# WHAT THIS EXERCISE ASKS
**A)** List every organization named in the news passage about the TSRI memory research grant.
**B)** Continue the news passage about the TSRI memory research grant from where it stops.

# EXERCISE PASSAGE
--

JUPITER, FL - December 11, 2014 - Scientists from the Florida campus of The Scripps Research Institute (TSRI) have been awarded $2.3 million from the Department of Health and Human Services of the National Institutes of Health to better understand how memories are stored in the hopes of eventually being able to treat posttraumatic stress disorder (PTSD) by erasing traumatic memories without altering other, more benign ones.
Courtney Miller, a TSRI associate professor, is the principal investigator for the new five-year study.
"We hope this new study will make a significant contribution to the goal of developing new and more effective treatments for mental illness," Miller said.
While literally thousands of mechanisms for how a memory initially forms have been identified, only a few mechanisms are known for how the brain stores these memories for weeks to years. To produce a memory, a lot has to be done, including the alteration of the structure of nerve cells via changes in the dendritic spines--small bulb-like structures that receive electrochemical signals from other neurons. Normally, these structural changes occur via actin, the protein that makes up the infrastructure of all cells.
Miller is investigating the possibility that microRNAs, naturally occurring small RNAs that act to suppress the production of proteins, may be capable of coordinating the complexity required for the brain to maintain this actin-based structural integrity of a long-lasting memory.

--

# DATA EXTRACT
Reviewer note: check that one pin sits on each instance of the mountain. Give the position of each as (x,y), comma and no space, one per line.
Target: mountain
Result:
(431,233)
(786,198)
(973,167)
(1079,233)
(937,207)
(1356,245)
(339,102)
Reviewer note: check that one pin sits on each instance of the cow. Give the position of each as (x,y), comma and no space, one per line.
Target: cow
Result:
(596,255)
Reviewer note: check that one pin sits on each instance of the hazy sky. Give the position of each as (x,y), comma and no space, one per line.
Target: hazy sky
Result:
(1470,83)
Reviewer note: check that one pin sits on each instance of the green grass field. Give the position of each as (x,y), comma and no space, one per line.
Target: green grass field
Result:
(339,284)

--

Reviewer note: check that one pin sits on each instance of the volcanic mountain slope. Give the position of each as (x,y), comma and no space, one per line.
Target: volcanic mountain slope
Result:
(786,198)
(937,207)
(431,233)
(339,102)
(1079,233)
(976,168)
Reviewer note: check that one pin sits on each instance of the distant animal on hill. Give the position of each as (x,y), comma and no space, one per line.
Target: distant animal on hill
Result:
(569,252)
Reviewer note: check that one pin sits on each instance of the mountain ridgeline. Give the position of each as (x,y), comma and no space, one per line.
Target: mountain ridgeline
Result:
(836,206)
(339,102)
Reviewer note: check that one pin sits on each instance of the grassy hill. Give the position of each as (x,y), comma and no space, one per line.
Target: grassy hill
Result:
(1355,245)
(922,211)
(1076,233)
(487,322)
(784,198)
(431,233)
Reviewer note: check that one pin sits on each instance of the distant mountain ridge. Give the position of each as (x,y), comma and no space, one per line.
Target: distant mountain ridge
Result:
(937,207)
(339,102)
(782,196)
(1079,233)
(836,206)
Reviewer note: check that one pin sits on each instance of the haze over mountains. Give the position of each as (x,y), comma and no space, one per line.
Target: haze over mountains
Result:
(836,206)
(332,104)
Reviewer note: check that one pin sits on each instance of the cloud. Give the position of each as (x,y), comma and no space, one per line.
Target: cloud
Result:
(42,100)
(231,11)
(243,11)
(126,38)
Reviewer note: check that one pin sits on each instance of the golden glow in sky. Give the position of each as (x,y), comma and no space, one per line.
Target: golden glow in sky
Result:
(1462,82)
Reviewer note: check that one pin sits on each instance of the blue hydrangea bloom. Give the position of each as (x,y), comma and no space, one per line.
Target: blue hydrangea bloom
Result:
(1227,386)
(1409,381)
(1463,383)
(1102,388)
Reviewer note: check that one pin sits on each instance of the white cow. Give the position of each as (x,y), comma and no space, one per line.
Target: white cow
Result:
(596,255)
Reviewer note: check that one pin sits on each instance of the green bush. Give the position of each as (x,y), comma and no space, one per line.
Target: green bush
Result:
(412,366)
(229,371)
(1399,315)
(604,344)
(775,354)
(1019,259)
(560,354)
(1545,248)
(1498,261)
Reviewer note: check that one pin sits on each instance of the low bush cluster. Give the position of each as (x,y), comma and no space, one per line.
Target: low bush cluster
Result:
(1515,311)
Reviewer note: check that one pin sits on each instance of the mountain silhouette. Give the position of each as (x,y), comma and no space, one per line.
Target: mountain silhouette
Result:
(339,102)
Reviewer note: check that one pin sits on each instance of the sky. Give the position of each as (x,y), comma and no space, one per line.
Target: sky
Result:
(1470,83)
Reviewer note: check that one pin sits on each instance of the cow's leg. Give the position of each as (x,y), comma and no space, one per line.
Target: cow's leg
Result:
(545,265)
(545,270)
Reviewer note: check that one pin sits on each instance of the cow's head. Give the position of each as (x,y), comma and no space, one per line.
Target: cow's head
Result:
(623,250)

--

# ANSWERS BELOW
**A)**
- The Scripps Research Institute (TSRI)
- Department of Health and Human Services
- National Institutes of Health

**B)**
"Our study will investigate the microRNA profile of a PTSD-like memory, with the idea that the persistence of a traumatic memory is maintained by the recruitment of a unique set of microRNAs within the amygdala--the brain's emotional memory center and a critical participant in PTSD," Miller said.
An understanding of how the brain actually stores these toxic memories should result in the development of new targets that can then be exploited to selectively target harmful memories, as in the case of PTSD, or to preserve fading memory, such as with age-related cognitive decline.
In 2013, Miller and her colleagues were able to erase dangerous memories associated with drugs of abuse in mice and rats, without affecting other more benign memories. That surprising discovery, published in the journal Biological Psychiatry, pointed to a clear and workable method to disrupt unwanted memories while leaving others intact.
The number of the new grant is 1R01MH105400.
About The Scripps Research Institute
The Scripps Research Institute (TSRI) is one of the world's largest independent, not-for-profit organizations focusing on research in the biomedical sciences. TSRI is internationally recognized for its contributions to science and health, including its role in laying the foundation for new treatments for cancer, rheumatoid arthritis, hemophilia, and other diseases. An institution that evolved from the Scripps Metabolic Clinic founded by philanthropist Ellen Browning Scripps in 1924, the institute now employs about 3,000 people on its campuses in La Jolla, CA, and Jupiter, FL, where its renowned scientists--including two Nobel laureates--work toward their next discoveries. The institute's graduate program, which awards PhD degrees in biology and chemistry, ranks among the top ten of its kind in the nation. For more information, see http://www.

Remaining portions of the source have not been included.